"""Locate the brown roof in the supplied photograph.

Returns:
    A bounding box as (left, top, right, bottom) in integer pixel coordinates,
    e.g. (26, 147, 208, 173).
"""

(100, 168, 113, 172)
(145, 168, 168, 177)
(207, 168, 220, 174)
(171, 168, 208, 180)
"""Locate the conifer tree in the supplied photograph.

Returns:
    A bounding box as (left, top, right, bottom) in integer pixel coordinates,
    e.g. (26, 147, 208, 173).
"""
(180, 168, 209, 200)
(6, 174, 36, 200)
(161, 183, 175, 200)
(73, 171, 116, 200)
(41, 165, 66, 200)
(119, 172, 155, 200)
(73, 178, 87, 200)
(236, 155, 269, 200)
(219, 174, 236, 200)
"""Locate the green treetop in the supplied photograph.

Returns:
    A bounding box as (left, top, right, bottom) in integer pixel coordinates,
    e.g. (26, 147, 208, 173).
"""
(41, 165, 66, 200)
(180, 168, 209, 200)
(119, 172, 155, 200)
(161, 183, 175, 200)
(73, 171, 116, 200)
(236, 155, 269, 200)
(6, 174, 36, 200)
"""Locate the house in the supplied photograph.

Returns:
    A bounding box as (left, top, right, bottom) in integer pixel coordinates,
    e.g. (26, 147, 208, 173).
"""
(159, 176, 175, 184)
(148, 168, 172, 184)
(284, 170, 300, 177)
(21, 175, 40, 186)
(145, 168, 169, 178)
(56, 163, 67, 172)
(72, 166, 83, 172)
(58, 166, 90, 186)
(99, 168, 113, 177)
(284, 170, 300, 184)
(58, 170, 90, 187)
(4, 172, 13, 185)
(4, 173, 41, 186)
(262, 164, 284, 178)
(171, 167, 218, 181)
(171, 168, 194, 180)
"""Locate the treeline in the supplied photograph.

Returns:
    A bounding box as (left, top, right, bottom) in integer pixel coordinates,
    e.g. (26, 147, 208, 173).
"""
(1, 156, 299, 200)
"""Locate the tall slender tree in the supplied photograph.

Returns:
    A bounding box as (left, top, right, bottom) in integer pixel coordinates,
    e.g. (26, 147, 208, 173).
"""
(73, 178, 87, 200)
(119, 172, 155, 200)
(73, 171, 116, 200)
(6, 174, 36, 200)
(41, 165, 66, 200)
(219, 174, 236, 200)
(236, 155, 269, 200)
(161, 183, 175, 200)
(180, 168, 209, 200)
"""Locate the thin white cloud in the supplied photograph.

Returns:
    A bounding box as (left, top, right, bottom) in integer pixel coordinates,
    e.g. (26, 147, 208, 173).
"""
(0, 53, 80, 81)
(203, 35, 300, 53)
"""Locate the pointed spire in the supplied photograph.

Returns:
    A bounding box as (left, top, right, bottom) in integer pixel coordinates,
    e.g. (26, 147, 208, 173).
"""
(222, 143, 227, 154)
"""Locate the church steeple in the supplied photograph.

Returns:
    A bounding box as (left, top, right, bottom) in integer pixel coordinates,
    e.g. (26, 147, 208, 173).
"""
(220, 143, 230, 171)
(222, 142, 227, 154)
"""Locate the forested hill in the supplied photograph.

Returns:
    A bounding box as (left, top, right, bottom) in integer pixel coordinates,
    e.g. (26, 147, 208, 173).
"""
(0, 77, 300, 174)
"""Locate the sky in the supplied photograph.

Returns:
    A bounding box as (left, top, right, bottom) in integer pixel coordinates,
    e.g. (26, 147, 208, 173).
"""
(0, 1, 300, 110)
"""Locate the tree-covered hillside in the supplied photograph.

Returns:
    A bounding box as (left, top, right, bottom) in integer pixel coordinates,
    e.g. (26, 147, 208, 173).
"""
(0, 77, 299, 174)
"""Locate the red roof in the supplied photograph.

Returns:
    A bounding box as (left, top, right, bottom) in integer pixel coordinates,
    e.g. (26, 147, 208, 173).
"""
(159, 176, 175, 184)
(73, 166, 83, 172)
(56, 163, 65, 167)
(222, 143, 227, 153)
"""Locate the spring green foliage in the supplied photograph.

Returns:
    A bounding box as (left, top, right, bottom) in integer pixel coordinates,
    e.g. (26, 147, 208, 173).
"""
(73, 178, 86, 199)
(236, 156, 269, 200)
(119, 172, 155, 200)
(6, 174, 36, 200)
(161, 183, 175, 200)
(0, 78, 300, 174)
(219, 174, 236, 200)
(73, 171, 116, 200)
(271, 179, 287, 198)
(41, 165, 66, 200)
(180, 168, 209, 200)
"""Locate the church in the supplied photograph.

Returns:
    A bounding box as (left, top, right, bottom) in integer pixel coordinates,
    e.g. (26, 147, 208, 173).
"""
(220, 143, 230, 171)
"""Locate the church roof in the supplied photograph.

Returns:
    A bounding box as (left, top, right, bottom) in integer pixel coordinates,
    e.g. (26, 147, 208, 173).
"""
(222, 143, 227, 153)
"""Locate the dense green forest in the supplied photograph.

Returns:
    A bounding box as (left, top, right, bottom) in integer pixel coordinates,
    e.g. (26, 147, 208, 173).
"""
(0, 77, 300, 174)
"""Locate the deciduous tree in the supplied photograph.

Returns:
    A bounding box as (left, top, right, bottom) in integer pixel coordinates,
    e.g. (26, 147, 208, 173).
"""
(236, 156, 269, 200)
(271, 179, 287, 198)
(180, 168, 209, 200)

> **TASK ITEM**: Whenever the string "roof" shows up in a line of the records, copy that line.

> **RESPONSE**:
"""Locate the brown roof in the supplied photograph.
"""Locate the red roof in the supplied photograph.
"""Locate the church roof in the supplied photograph.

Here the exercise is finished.